### BEREITGESTELLTER TEXT
= = =

Gerade Familien mit Kindern und ältere Menschen litten unter der bisweilen eisigen Kälte in den Wohnungen. „Mitunter haben wir zweistellige Minusgerade in der Ukraine“, so Vojnolovich, der in Kiew eine Hilfsorganisation für Hepatitis-Patienten führt und seit seiner Flucht Hilfstransporte für die Zivilbevölkerung mitorganisiert. Besonders der Witterung ausgesetzt seien auch die Soldaten an der Front, die teils nicht nur tage-, sondern wochen- oder gar monatelang im Freien in Gräben kampieren müssten. „Auch für sie sind die Lichter bestimmt“, sagt Kateryna Rykhalska (42).
Ein Konservendosen-Licht aus Gelsenkirchen liefert für acht Stunden Wärme und Licht

Bis zu acht Stunden brennen sie, so die Rückmeldung aus der Ukraine. „40 Kilogramm Wachs reichen aus, um 150 Lichter anzufertigen“, so die Ärztin, die seit ihrer Flucht im März 2022 darauf hofft, dass ihr Studien- und Berufsabschluss bald anerkannt werden, damit sie wieder in einem medizinischen Bereich arbeiten kann. In der Ukraine war sie als Spezialistin für Hepatitis-Infektionen tätig.

= = =

### EXTRAHIERTE EINTRÄGE
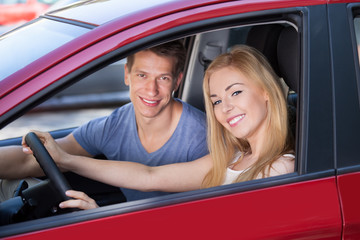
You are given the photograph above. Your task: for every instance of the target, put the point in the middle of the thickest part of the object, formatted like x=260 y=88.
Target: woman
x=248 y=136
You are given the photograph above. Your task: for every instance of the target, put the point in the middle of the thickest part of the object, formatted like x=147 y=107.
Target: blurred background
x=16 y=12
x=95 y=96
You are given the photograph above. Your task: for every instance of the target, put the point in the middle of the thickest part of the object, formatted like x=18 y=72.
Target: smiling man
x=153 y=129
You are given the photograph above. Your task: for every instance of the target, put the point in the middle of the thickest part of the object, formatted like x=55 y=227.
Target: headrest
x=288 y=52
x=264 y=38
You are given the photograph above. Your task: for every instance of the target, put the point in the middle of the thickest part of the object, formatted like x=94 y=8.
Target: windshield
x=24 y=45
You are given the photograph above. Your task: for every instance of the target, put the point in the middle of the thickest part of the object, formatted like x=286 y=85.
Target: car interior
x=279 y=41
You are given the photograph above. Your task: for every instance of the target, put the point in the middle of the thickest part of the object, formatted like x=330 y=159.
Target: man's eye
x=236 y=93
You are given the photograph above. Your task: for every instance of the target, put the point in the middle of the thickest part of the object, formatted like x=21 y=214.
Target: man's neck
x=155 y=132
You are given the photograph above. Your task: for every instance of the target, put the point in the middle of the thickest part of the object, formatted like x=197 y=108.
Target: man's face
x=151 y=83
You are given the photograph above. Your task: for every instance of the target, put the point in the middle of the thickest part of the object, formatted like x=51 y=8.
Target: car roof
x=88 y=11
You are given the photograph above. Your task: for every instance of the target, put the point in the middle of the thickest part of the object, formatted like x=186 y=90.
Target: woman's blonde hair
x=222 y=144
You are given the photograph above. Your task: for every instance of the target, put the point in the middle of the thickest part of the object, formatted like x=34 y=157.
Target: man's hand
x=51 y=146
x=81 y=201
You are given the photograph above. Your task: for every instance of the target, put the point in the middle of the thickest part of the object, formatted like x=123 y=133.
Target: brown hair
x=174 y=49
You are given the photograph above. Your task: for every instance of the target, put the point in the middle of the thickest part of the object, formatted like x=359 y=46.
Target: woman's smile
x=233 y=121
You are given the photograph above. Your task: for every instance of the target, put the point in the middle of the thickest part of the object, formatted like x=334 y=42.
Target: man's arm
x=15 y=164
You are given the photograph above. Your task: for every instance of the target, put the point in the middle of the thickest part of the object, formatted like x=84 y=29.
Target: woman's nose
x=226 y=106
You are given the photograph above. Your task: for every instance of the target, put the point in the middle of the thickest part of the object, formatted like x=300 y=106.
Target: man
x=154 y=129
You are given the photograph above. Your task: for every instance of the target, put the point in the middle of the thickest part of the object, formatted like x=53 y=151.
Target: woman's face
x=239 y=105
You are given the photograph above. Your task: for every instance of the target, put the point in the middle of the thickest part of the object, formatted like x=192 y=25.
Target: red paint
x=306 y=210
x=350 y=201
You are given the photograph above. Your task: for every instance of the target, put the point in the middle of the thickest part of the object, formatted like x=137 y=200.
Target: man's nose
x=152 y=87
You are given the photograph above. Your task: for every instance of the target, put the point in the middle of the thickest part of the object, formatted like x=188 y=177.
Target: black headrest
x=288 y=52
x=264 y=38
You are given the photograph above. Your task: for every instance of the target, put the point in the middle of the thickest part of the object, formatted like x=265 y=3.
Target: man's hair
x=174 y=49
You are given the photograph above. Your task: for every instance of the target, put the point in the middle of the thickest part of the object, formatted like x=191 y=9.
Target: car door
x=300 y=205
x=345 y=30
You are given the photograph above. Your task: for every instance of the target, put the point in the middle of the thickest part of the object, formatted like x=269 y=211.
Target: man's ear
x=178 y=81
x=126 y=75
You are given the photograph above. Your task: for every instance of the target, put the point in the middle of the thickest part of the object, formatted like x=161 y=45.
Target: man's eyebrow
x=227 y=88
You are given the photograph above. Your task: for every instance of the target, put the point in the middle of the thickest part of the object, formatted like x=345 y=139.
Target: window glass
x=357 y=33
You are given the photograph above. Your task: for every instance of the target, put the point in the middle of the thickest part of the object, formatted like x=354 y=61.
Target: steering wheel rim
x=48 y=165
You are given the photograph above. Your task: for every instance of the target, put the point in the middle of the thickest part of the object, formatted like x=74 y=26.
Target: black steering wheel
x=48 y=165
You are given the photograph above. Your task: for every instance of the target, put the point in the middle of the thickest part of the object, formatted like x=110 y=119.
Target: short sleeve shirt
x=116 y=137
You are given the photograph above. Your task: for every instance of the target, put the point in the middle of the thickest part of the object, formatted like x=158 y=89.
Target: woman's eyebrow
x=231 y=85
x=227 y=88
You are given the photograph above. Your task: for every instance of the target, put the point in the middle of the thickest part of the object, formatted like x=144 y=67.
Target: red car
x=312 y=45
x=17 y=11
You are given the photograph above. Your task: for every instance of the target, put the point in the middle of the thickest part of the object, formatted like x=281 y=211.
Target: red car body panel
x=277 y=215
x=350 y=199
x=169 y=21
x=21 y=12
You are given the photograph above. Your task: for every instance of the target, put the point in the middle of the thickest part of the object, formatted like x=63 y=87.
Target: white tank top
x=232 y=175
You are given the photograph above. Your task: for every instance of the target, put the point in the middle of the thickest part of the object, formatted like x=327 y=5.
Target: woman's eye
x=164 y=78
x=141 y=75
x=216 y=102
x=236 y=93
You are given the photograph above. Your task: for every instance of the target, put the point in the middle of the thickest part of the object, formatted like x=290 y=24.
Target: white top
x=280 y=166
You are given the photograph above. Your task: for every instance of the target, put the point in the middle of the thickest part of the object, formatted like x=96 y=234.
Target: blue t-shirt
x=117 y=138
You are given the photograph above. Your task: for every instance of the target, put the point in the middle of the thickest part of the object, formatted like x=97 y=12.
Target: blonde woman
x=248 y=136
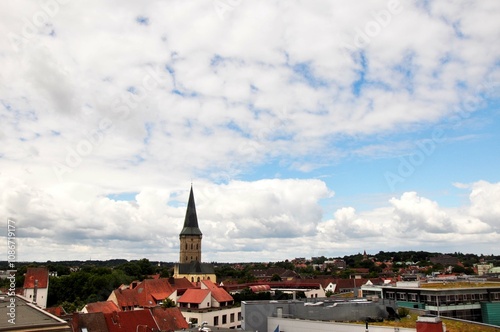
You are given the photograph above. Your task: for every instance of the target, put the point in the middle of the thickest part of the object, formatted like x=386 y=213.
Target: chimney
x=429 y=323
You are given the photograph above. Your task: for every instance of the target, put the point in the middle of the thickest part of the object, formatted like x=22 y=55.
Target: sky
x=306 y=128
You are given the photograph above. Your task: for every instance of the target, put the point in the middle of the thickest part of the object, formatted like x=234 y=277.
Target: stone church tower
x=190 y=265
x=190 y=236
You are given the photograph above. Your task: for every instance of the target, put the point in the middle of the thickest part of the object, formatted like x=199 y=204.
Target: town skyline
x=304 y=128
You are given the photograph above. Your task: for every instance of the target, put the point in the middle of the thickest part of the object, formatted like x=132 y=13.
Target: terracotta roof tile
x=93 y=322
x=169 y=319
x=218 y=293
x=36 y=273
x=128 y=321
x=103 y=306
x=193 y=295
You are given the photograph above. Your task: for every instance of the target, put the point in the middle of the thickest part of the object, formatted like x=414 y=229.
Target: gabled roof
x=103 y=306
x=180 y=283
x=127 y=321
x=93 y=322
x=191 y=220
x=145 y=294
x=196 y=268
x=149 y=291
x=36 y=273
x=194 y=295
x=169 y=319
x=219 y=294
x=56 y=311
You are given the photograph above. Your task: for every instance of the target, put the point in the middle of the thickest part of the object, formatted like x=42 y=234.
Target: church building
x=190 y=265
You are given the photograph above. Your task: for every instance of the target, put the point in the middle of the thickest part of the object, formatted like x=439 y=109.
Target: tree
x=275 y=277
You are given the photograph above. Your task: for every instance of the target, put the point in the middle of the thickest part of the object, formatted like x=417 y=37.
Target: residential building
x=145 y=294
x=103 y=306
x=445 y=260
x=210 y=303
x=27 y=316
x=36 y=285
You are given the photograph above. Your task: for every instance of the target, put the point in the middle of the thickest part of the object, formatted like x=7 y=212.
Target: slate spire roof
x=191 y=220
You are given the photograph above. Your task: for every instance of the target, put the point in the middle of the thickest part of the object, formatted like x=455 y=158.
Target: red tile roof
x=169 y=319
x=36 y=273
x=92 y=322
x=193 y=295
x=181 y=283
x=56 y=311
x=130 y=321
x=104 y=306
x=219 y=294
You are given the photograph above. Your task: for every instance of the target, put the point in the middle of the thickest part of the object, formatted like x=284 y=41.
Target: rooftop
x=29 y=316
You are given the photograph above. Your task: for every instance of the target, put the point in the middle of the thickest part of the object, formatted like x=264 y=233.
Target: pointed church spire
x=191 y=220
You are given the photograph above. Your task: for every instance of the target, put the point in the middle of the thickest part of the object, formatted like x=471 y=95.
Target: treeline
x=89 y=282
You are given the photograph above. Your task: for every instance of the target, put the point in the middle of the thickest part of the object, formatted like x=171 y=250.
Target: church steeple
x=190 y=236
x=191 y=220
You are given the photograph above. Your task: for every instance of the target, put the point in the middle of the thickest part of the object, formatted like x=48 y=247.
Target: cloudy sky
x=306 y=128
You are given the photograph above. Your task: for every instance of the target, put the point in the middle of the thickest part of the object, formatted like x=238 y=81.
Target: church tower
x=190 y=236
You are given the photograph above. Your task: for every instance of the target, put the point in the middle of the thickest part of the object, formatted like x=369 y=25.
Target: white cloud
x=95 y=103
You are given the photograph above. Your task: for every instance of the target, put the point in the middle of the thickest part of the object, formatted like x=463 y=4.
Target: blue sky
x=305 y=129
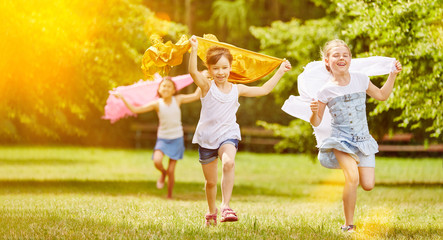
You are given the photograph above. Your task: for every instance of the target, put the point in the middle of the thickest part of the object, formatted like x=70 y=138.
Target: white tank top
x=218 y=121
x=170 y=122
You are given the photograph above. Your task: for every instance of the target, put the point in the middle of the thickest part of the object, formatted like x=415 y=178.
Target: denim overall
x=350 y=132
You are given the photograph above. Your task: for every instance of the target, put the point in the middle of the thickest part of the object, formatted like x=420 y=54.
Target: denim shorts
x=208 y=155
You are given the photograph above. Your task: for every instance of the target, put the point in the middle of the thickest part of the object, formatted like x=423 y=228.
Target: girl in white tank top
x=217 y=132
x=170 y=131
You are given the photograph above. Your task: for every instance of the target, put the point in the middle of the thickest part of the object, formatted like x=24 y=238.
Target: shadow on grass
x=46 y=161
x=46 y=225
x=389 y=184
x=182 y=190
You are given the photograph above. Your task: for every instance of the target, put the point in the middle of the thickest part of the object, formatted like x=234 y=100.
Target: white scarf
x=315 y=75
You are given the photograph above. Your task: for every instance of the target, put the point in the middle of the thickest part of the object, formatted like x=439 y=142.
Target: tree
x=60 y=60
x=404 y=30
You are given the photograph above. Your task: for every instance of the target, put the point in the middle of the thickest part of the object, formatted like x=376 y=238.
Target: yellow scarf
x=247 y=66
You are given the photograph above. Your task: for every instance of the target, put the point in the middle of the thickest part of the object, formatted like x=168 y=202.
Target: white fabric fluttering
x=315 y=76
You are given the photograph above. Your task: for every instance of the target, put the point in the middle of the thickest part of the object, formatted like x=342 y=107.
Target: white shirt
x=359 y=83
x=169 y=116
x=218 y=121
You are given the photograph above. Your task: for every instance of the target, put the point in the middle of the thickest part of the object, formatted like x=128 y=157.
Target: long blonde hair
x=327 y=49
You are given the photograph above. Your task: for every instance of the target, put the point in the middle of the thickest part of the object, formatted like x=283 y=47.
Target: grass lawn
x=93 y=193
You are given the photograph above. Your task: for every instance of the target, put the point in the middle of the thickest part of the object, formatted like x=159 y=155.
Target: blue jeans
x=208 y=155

= = =

### AUFGABE 1
Prüfe für jede Aussage, ob sie mit dem Text über die Konservendosen-Lichter übereinstimmt: (a) Die Lichter brennen bis zu acht Stunden. (b) 40 Kilogramm Wachs reichen für 300 Lichter. (c) Die Ärztin ist im März 2022 geflohen. Antworte jeweils mit Ja oder Nein und zitiere die entscheidenden Worte des Textes wörtlich.
### AUFGABE 2
In welchem Fachgebiet arbeitete die Ärztin laut dem Text über die Konservendosen-Lichter in der Ukraine?
### AUFGABE 3
Führe bitte den Text über die Konservendosen-Lichter ab seinem letzten Satz mit einigen Sätzen weiter.

### ERWARTETE AUSGABE 1
(a) Ja: „Bis zu acht Stunden brennen sie“
(b) Nein: „40 Kilogramm Wachs reichen aus, um 150 Lichter anzufertigen“
(c) Ja: „seit ihrer Flucht im März 2022“

### ERWARTETE AUSGABE 2
Sie war Spezialistin für Hepatitis-Infektionen.

### ERWARTETE AUSGABE 3
Dem nun in Essen lebenden Ehepaar ist klar, dass es den Krieg von Deutschland aus nicht beenden kann und nicht mal Einfluss auf dessen Verlauf hat, auch wenn es in Gedanken jeden Tag bei seinen Angehörigen in der Ukraine ist. Aktiv werden wollen die Zwei trotzdem. „Wir möchten den Alltag in der Ukraine ein bisschen wärmer und heller machen“, sagt die 42-Jährige und meint das ganz praktisch, aber ebenso im übertragenen Sinn: als Zeichen der Hoffnung.
Gelsenkirchener können Wachsreste an diesen zwölf Sammelpunkten abgeben

Bei Berghane fanden sie schnell Unterstützung, er holte auch Akteurinnen und Akteure aus den anderen zwei Pfarreien St. Augustinus in der Altstadt und St. Urbanus in Buer mit ins Boot. Die Pastoralreferenten Laura Meemann und Markus Zingel engagieren sich selbst seit Jahren für ukrainische Flüchtlinge und waren sofort bereit, den Sammel-Aufruf zu unterstützen. Mit im Boot ist auch Josef Bathen, Betreiber des buerschen Cafés Odiba mit angeschlossener Rösterei. Er beschäftigt die aus der Ukraine geflüchtete Viktoriia Petrenko, die ehrenamtlich als Übersetzerin für die Pfarrei St. Urbanus arbeitet, und den Gastronomen ebenfalls um Mithilfe bat.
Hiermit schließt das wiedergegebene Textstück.